Pointing records:
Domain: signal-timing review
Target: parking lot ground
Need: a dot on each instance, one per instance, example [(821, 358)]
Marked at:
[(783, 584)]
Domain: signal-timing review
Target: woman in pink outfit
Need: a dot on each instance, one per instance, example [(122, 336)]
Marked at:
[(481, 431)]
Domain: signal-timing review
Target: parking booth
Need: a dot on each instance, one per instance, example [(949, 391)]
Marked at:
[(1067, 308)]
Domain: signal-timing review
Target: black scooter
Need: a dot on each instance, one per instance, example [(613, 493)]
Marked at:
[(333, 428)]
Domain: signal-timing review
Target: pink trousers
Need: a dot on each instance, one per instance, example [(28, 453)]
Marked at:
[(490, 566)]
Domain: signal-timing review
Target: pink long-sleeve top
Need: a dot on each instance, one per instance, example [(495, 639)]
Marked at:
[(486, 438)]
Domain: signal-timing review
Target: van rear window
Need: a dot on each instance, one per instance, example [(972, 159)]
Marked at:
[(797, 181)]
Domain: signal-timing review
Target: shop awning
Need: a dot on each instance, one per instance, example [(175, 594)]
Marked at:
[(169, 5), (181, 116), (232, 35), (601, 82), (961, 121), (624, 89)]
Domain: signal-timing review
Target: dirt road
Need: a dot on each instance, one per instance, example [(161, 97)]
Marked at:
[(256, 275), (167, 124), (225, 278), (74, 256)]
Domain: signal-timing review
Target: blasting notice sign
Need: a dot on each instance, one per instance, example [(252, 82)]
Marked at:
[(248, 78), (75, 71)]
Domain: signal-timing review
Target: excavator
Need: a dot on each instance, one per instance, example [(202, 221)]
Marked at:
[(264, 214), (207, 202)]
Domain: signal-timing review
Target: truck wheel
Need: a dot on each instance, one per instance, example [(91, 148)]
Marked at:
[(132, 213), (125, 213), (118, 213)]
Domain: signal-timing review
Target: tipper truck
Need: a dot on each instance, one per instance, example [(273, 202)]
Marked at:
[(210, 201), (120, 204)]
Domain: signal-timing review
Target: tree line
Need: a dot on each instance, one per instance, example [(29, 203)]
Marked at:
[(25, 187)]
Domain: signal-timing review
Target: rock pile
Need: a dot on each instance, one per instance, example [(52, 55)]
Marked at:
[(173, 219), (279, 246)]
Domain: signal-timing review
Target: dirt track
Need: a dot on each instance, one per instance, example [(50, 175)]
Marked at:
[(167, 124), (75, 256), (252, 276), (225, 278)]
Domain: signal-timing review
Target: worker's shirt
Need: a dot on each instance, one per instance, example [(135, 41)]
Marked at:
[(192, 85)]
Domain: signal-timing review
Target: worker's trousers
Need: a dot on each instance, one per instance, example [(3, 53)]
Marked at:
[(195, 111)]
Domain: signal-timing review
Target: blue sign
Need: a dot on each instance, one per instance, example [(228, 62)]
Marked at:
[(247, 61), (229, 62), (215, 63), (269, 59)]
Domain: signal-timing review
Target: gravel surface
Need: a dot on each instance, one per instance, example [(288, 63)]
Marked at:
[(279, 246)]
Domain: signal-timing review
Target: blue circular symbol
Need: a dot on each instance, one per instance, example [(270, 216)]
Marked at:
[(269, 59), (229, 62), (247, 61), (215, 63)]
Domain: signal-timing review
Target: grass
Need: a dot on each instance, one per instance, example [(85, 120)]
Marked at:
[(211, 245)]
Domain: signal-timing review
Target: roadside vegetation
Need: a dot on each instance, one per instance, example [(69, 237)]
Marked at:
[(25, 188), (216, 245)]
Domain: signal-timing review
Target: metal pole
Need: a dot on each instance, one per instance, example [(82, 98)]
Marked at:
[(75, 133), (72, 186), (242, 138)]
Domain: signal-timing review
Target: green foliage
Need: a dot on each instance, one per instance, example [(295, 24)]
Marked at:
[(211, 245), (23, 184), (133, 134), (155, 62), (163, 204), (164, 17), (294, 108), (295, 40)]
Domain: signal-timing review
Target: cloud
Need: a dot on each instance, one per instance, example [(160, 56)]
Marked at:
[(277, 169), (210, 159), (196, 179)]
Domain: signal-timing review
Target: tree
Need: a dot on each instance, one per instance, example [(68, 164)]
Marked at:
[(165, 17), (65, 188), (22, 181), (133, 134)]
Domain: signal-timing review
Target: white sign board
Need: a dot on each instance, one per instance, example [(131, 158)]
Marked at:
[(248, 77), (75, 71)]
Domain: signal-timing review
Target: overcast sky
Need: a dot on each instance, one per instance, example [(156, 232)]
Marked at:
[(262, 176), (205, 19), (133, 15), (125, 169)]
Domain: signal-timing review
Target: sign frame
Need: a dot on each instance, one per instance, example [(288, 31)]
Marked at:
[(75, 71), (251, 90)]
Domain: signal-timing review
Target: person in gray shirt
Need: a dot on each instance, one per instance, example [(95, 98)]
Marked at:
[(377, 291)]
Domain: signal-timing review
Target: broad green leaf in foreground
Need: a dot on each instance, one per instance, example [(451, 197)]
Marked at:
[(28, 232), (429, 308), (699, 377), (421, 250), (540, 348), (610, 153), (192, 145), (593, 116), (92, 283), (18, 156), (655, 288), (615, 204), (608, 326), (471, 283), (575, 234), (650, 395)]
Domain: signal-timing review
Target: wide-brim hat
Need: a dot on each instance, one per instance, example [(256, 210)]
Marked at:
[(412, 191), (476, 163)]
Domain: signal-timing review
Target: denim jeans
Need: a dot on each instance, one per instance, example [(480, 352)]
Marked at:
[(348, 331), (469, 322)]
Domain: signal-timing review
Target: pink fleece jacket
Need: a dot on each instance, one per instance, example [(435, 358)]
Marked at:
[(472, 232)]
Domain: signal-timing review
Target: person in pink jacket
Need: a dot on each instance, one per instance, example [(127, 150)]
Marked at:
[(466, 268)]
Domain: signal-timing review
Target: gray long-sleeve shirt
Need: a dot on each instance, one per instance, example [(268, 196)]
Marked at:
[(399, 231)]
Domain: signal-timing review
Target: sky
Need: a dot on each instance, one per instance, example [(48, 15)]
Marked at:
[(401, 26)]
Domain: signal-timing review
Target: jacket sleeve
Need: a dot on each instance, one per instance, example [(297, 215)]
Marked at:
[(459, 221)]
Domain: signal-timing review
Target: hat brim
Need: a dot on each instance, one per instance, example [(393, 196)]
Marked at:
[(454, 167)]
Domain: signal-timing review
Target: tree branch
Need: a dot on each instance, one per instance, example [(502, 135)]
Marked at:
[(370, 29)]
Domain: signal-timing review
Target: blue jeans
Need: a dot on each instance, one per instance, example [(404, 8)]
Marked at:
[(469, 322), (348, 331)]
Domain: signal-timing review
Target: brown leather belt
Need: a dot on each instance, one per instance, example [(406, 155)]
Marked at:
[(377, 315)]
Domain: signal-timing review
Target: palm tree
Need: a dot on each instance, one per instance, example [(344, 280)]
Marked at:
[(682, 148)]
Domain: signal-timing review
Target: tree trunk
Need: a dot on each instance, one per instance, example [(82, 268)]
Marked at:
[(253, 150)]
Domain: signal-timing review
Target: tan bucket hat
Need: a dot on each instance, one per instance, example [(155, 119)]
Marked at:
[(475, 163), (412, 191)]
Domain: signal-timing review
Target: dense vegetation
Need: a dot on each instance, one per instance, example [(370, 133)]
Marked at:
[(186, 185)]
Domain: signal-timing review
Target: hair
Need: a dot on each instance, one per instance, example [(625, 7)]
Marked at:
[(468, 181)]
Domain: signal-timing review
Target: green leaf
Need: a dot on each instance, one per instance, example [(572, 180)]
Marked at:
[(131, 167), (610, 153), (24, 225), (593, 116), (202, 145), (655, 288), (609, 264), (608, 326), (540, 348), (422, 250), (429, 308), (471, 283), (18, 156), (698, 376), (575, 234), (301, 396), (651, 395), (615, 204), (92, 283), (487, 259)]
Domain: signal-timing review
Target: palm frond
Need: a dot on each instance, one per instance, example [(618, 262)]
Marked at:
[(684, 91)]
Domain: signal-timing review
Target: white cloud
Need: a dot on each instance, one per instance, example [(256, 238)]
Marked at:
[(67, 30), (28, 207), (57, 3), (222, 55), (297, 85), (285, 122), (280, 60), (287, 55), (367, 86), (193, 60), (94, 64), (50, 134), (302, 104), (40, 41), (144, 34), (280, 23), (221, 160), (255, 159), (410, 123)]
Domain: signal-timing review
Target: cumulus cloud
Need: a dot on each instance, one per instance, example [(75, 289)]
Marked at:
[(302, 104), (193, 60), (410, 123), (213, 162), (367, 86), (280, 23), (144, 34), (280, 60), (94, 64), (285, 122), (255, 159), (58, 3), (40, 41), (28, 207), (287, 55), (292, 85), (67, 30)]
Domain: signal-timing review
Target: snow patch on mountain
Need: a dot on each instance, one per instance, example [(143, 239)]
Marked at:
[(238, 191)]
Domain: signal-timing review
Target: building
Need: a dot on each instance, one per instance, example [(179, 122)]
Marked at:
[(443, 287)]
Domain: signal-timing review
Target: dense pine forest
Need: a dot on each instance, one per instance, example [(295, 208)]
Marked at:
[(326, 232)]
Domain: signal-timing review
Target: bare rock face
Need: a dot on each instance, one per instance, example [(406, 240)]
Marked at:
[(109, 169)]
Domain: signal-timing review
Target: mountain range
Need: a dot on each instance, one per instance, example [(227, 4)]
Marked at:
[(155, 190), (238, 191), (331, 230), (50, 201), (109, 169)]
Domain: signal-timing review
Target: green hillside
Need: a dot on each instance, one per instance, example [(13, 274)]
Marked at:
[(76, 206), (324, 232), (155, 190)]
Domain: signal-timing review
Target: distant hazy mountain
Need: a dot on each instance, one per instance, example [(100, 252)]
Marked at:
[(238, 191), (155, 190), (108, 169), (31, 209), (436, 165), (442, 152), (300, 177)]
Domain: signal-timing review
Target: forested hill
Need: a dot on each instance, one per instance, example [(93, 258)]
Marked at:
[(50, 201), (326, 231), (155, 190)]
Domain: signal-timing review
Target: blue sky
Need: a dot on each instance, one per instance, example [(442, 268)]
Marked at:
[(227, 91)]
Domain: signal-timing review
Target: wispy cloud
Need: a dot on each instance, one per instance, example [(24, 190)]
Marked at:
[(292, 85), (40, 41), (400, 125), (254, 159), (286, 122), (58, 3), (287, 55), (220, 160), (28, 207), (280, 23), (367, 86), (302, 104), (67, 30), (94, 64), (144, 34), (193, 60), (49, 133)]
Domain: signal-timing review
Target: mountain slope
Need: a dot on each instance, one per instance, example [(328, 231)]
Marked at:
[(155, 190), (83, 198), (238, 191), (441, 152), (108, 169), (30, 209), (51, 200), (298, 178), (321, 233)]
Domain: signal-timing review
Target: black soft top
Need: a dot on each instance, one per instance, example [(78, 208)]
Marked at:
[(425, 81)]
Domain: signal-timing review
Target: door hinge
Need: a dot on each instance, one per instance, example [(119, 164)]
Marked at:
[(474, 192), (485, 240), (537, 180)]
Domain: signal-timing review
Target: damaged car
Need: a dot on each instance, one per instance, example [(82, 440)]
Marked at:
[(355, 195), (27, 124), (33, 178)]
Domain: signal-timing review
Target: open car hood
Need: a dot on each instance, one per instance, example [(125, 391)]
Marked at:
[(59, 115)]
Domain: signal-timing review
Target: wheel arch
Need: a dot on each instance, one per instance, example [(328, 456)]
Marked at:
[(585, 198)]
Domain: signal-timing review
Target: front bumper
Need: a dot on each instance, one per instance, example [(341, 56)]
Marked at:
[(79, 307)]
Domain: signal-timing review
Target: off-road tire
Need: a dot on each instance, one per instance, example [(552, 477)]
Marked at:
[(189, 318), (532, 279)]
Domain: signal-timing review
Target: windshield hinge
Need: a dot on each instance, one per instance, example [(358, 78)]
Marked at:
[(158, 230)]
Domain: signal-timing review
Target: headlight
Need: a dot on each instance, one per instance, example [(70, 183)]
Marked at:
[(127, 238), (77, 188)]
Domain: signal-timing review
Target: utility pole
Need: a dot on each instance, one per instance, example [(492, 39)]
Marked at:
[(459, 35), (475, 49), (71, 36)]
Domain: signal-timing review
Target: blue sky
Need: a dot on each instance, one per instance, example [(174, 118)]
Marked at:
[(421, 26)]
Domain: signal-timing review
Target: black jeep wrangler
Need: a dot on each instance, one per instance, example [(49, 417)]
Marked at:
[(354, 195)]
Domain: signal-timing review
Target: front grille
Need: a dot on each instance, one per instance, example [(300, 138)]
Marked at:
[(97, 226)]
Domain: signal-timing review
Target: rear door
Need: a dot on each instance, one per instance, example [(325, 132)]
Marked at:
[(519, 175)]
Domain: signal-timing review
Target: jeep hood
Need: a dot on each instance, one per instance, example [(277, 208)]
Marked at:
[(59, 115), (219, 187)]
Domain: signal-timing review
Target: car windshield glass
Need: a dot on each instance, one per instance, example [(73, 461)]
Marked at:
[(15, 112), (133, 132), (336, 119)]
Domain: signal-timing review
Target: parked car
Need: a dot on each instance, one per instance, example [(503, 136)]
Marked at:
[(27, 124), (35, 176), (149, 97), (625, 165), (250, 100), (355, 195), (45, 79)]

Work to complete: Reproduce the listing word for word, beginning with its first line and ending after the line that contains "121), (624, 89)]".

Task solution:
Domain: signal-timing review
Target: parking lot ground
Need: a dot on each instance, one per instance, example [(821, 358)]
Marked at:
[(783, 584)]
Domain: signal-timing review
Target: woman in pink outfit
Need: a dot on each instance, one per instance, example [(122, 336)]
Marked at:
[(481, 431)]
Domain: signal-timing review
Target: parking booth
Need: a dot on each instance, one per instance, example [(949, 391)]
Marked at:
[(1067, 308)]
Domain: signal-timing review
Target: black scooter
Need: a dot on each instance, one per instance, example [(613, 493)]
Marked at:
[(333, 428)]
Domain: signal-timing review
Target: pink trousers
Need: a dot on each instance, one per instance, example [(28, 453)]
Marked at:
[(490, 566)]
Domain: signal-timing review
Target: pink long-sleeve top
Need: a dot on each instance, one per instance, example [(495, 639)]
Marked at:
[(486, 438)]
Domain: signal-timing review
Target: van rear window
Need: a dot on each instance, one per instance, example [(972, 159)]
Marked at:
[(797, 181)]
Domain: signal-timing review
Target: shop awning
Need: a dot on each instance, one per instance, example [(175, 594)]
Marked at:
[(169, 5), (181, 116), (232, 35), (601, 82), (961, 121), (624, 89)]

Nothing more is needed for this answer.